### [WHAT IS NEEDED]
Reproduce every one of the records below word for word, leaving out the pictures.

+--

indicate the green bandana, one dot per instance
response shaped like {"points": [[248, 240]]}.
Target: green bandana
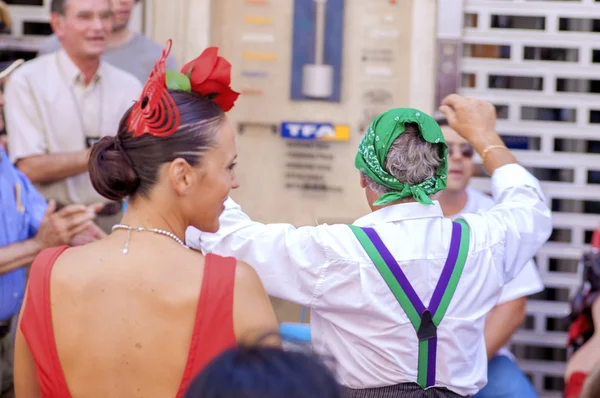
{"points": [[376, 143]]}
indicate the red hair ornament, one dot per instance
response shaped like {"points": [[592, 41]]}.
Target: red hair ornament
{"points": [[156, 113]]}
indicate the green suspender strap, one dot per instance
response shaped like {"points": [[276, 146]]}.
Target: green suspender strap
{"points": [[425, 320]]}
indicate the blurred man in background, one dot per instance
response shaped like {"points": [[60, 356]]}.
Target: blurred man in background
{"points": [[505, 379], [60, 104], [27, 226], [127, 50]]}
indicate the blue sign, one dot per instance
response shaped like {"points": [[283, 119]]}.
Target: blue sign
{"points": [[315, 131]]}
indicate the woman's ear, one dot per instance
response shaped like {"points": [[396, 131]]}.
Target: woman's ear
{"points": [[363, 181], [181, 176]]}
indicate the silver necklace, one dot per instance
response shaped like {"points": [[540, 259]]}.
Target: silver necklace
{"points": [[142, 229]]}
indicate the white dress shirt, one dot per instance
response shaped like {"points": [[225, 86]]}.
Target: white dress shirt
{"points": [[49, 109], [355, 317], [527, 282]]}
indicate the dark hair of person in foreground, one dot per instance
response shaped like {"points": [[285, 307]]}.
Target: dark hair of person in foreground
{"points": [[265, 372]]}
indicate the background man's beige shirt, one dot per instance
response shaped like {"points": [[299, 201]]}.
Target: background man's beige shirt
{"points": [[50, 110]]}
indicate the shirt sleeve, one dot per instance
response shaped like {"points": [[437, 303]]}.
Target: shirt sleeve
{"points": [[24, 126], [526, 283], [517, 226], [289, 261], [34, 202]]}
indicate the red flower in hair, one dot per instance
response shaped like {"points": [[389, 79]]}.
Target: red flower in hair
{"points": [[210, 76], [155, 113]]}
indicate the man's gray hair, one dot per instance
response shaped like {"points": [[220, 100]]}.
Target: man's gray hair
{"points": [[411, 160]]}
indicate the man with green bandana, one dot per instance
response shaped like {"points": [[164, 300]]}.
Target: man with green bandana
{"points": [[399, 297]]}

+--

### [ANSWER TO THIS EXERCISE]
indicate the green bandana, one dot per instance
response shaped like {"points": [[248, 240]]}.
Target: green bandana
{"points": [[376, 143]]}
indicate the red hair ornament, one dot per instance
response shaped like {"points": [[592, 41]]}.
Target: red hair ornament
{"points": [[156, 113]]}
indicate the green suspender strap, one dot per instance
response shaped like {"points": [[276, 146]]}.
Target: green suspender strap
{"points": [[425, 320]]}
indicate the blurred man in background, one dot per instance
response shaped like {"points": [[60, 356]]}.
Target: blurred man in background
{"points": [[505, 379], [60, 104], [27, 226], [127, 50]]}
indicate the blue sign, one dot per instance
response shaped like {"points": [[283, 119]]}.
Target: blue sign
{"points": [[315, 131]]}
indicate the woman's ear, one dot per instance
response shaped like {"points": [[396, 131]]}.
Target: woman's ear
{"points": [[363, 181], [181, 176]]}
indicate the silver necklace, one dot per instance
response shaped like {"points": [[540, 259]]}.
Target: silver necklace
{"points": [[142, 229]]}
indicate the white dress shirt, one dot per instance
response shaped like {"points": [[225, 86]]}.
Target: white dress shirt
{"points": [[49, 109], [355, 317], [527, 282]]}
indicate the dark hair of person in foreground, one dot per instance
response shaped like {"points": [[285, 307]]}.
Target: dark hair of person in foreground
{"points": [[265, 372]]}
indicate the background man's beige shirt, one dot per instance
response shaped like {"points": [[299, 201]]}.
Target: background man's beige shirt
{"points": [[50, 110]]}
indicate the shirt sleeve, one dot per instance
response shaped like {"points": [[437, 303]]}.
Target: shirt sleeve
{"points": [[24, 126], [526, 283], [517, 226], [289, 261], [34, 202]]}
indicate the red flower in hair, one dot per instance
response shaped like {"points": [[389, 79]]}.
Target: red flower in hair
{"points": [[210, 76], [155, 113]]}
indicate the man's gray hair, one dot per instance
response shaped like {"points": [[220, 100]]}.
Target: man's gray hair
{"points": [[411, 160]]}
indicate the man with green bandana, one dot per instance
response shaped like {"points": [[164, 300]]}.
Target: man with green bandana
{"points": [[399, 297]]}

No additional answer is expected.